— EXERCISE GOAL —
Pull out every line in the entries below that contains the word "with", and copy each one as it appears.

— Location labeling records —
------------------------------------------------------------------------
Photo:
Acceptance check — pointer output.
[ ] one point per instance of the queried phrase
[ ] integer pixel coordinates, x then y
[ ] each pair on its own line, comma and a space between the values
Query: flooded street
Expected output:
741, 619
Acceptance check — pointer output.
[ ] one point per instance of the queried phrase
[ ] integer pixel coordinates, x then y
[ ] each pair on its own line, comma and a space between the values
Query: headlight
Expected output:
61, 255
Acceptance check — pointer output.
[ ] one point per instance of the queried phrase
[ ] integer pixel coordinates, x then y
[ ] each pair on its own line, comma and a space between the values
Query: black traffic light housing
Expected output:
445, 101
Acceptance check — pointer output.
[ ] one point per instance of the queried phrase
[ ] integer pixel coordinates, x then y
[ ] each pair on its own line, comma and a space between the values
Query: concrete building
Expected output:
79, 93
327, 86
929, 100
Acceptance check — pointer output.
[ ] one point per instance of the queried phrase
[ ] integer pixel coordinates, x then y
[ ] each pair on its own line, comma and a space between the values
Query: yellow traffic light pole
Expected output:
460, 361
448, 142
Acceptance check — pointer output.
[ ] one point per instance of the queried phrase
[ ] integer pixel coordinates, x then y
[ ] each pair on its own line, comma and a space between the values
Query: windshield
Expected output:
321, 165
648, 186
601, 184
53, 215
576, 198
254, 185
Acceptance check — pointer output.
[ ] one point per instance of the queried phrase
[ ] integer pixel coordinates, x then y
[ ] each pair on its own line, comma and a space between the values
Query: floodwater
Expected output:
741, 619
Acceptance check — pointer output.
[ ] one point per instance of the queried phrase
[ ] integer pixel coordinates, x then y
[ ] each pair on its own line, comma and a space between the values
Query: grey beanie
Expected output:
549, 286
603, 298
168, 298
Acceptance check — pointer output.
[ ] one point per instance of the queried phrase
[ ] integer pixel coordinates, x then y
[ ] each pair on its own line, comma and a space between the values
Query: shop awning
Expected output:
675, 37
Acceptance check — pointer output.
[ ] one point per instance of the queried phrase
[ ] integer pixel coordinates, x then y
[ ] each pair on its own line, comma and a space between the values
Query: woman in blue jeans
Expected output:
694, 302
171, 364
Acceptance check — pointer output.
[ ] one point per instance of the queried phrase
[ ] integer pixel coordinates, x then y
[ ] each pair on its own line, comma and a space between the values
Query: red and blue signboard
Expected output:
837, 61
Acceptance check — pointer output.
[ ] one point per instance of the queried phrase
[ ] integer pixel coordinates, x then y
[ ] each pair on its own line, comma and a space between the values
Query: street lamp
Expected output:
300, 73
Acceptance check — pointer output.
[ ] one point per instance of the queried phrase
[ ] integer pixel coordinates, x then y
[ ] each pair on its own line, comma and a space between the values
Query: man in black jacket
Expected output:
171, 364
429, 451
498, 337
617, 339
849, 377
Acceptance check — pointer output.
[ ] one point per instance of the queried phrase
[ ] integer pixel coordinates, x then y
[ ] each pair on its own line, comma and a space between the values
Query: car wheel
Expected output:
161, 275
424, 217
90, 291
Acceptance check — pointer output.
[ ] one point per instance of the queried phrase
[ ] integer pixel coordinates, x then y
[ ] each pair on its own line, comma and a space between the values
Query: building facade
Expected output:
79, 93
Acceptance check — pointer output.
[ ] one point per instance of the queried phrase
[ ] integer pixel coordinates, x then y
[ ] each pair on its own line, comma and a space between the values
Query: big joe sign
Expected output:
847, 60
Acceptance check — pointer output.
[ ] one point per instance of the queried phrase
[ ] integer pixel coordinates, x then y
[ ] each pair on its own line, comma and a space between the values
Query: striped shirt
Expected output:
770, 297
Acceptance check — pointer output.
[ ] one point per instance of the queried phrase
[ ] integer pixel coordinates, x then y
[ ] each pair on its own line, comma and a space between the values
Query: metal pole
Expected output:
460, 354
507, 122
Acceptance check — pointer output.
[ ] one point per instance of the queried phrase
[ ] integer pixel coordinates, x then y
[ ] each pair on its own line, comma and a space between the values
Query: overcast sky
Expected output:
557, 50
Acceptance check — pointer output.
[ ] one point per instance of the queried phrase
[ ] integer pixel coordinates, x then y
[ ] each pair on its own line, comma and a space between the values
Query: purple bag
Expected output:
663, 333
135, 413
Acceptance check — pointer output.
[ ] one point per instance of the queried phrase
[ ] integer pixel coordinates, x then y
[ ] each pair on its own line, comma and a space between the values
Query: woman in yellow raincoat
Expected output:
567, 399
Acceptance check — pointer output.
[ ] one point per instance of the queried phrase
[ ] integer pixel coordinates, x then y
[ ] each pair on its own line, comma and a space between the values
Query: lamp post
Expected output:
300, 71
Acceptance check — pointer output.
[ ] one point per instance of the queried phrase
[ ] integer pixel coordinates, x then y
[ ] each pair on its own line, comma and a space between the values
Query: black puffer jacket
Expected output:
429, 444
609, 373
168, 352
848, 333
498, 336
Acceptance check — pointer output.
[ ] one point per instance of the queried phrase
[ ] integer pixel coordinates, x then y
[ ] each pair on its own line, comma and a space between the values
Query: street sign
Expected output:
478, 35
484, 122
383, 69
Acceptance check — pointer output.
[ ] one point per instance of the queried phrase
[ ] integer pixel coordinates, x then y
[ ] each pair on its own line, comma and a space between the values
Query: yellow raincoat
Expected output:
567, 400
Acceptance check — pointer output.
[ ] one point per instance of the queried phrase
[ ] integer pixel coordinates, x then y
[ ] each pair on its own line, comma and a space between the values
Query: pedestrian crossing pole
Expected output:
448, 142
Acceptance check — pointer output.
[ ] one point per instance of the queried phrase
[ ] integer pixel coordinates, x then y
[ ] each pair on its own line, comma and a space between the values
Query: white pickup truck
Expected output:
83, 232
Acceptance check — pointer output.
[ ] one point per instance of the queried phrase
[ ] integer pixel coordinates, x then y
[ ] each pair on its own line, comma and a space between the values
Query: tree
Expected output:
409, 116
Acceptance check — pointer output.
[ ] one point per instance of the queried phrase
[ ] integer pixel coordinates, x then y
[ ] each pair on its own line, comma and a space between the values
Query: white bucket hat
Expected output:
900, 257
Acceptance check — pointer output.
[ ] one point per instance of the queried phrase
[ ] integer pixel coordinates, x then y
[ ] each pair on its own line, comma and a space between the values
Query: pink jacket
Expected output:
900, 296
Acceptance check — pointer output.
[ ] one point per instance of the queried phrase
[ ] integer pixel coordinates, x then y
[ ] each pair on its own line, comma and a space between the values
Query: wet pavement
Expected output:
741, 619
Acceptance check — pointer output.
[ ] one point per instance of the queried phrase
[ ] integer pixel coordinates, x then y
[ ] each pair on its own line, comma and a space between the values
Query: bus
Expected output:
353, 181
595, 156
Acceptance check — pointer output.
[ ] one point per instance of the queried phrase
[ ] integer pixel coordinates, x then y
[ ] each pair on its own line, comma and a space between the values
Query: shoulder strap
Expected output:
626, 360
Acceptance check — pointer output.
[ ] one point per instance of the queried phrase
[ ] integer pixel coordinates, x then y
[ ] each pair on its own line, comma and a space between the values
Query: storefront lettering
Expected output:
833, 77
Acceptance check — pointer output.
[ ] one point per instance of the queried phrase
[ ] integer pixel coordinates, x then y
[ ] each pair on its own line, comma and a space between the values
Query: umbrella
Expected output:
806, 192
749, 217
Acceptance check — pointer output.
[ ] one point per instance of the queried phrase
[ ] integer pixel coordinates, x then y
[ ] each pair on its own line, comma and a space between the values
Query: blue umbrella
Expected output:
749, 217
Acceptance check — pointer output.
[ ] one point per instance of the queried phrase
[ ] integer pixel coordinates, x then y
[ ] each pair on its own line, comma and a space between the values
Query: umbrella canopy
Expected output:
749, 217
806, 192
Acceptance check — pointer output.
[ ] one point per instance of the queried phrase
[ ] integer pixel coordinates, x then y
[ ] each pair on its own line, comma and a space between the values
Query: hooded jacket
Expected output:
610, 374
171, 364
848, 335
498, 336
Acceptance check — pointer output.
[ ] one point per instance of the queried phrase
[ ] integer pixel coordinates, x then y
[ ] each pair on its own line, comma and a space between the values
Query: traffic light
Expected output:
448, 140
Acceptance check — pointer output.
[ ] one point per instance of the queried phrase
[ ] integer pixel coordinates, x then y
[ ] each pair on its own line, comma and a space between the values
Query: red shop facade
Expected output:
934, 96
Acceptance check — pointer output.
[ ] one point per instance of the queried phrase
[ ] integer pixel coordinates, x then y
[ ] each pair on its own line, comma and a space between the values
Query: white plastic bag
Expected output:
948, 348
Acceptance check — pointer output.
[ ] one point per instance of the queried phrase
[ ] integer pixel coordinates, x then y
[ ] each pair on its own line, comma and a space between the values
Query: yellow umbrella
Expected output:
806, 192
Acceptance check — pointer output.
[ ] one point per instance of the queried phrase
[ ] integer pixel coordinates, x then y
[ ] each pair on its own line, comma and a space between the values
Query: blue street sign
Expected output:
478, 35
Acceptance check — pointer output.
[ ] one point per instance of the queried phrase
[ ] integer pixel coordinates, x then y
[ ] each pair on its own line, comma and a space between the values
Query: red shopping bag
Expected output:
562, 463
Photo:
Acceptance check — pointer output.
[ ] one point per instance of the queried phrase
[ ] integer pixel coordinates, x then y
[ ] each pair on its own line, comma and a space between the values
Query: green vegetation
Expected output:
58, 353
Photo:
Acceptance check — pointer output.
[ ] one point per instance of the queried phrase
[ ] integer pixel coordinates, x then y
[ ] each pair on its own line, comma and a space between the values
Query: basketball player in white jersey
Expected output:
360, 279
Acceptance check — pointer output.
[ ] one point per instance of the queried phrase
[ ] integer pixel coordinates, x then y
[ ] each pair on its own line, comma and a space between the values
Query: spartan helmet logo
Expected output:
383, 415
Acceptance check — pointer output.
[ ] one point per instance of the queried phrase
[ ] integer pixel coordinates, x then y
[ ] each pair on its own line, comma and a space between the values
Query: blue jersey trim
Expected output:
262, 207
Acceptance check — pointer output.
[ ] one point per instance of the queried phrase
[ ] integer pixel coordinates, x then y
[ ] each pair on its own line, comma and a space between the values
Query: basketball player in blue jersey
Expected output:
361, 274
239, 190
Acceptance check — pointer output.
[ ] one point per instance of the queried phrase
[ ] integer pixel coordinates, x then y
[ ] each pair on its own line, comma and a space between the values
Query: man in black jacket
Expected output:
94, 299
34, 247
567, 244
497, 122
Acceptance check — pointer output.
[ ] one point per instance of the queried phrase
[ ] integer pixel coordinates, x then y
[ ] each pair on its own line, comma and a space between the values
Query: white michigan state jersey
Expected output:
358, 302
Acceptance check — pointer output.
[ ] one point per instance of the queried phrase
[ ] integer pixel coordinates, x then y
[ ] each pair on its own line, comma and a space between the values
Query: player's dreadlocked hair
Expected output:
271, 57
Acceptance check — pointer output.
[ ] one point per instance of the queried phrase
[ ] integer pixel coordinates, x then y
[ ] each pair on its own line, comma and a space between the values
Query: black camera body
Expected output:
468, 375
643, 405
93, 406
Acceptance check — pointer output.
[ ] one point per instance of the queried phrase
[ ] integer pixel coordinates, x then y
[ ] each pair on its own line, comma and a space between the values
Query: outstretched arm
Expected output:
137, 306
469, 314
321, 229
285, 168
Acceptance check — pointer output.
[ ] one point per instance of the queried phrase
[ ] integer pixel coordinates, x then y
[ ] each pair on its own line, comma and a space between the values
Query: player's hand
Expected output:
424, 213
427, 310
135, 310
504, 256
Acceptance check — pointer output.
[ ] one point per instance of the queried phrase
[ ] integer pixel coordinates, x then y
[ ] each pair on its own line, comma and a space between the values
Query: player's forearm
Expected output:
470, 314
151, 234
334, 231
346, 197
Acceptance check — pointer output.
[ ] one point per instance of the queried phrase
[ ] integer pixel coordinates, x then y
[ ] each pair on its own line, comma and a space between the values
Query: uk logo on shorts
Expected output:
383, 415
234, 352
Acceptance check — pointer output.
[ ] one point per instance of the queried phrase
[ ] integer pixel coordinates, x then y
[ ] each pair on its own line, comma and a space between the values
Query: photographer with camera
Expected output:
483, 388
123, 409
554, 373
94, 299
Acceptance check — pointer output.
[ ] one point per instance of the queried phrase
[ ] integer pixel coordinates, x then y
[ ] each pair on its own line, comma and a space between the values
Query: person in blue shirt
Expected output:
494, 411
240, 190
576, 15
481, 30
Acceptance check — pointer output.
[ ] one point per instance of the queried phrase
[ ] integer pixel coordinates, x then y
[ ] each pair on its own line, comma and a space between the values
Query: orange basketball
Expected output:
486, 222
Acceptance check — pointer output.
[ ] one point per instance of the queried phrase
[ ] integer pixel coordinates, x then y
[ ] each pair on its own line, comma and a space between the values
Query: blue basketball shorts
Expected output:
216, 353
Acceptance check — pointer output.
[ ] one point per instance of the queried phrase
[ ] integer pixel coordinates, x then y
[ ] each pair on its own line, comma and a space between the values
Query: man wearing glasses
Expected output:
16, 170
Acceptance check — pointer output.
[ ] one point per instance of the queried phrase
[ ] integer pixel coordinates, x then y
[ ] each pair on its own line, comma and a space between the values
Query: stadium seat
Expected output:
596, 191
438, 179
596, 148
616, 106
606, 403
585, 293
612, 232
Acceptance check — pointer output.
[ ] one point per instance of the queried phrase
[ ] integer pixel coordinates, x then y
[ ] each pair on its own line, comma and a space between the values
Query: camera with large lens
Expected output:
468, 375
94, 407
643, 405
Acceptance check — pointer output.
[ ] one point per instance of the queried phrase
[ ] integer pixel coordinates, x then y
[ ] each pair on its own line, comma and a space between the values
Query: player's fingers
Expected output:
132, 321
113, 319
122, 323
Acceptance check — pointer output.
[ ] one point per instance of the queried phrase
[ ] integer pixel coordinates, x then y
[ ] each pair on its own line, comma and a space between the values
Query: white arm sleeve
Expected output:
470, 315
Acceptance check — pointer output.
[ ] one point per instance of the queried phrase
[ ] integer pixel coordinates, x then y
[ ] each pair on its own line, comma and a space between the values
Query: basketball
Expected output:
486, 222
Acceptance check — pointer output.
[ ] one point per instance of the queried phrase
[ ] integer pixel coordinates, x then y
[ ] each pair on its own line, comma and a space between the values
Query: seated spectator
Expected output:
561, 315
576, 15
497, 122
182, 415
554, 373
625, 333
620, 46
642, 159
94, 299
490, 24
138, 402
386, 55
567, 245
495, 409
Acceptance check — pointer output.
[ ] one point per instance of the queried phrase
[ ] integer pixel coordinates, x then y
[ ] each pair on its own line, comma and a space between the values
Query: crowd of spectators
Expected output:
------------------------------------------------------------------------
— CORRECT OUTPUT —
Query: photographer with camera
Query: camera with large lens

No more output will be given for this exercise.